■ What the task requires ■
Filter the entries, keeping every line with the string "person".

[Referring expression data]
↓↓↓

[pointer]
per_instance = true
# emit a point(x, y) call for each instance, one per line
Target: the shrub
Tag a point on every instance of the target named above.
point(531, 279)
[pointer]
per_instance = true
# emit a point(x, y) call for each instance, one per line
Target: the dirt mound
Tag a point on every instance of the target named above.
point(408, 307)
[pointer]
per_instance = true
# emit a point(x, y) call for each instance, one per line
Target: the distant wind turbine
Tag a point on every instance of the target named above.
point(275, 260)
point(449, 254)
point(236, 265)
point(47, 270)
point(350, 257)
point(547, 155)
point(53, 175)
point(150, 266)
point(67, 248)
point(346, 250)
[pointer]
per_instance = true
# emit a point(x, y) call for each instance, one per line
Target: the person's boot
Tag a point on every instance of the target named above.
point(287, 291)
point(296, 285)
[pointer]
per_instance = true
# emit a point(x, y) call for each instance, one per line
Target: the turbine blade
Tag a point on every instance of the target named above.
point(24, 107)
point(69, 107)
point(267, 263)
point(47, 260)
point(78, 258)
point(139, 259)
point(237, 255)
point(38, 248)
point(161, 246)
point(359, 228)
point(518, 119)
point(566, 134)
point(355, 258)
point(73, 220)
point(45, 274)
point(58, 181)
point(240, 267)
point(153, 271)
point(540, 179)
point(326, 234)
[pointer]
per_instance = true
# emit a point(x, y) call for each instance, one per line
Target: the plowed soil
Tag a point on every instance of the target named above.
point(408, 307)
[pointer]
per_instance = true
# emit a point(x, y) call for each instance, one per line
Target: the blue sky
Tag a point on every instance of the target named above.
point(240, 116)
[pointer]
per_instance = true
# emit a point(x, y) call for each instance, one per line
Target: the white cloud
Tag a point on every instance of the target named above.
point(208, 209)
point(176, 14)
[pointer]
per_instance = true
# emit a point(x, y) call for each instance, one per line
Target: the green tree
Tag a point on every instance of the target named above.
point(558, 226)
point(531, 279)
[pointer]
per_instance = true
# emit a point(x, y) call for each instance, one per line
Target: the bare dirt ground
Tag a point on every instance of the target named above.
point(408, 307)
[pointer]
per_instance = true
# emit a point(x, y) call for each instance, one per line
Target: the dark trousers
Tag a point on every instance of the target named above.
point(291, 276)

↑↑↑
↓↓↓

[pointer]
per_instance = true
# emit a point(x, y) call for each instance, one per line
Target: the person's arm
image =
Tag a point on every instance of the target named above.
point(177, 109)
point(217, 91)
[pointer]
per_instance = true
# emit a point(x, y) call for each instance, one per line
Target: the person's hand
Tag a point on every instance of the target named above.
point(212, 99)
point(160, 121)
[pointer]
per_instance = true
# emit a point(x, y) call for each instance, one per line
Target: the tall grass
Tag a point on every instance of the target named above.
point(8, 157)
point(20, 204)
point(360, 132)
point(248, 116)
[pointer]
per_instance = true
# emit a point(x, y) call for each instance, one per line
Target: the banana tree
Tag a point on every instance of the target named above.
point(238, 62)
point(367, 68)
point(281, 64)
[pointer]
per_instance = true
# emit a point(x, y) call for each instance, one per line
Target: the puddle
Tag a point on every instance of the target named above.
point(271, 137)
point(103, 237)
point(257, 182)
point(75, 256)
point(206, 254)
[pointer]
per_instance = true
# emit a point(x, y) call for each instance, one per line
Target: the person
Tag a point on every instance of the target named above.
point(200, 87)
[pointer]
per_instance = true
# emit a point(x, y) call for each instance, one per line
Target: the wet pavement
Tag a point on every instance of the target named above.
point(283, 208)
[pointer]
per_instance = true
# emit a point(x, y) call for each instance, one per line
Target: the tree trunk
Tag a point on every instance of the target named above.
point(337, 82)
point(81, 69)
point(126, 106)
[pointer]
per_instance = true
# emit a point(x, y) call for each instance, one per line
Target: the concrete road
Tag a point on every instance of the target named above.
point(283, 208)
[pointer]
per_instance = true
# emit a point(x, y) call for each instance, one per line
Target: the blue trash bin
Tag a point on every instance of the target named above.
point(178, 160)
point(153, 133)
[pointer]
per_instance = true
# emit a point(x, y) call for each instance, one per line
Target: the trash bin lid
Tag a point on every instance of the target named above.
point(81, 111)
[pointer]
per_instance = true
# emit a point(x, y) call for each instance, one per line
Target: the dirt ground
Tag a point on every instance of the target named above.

↑↑↑
↓↓↓

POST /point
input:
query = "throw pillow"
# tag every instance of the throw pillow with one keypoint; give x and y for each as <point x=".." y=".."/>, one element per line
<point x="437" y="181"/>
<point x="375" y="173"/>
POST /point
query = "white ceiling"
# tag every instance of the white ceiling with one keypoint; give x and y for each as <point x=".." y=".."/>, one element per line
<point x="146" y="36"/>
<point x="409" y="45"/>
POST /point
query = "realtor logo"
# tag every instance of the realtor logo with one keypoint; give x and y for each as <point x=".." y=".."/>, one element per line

↑↑↑

■ Solution for this task ■
Target: the person's boot
Target: the person's arm
Target: the person's hand
Target: the person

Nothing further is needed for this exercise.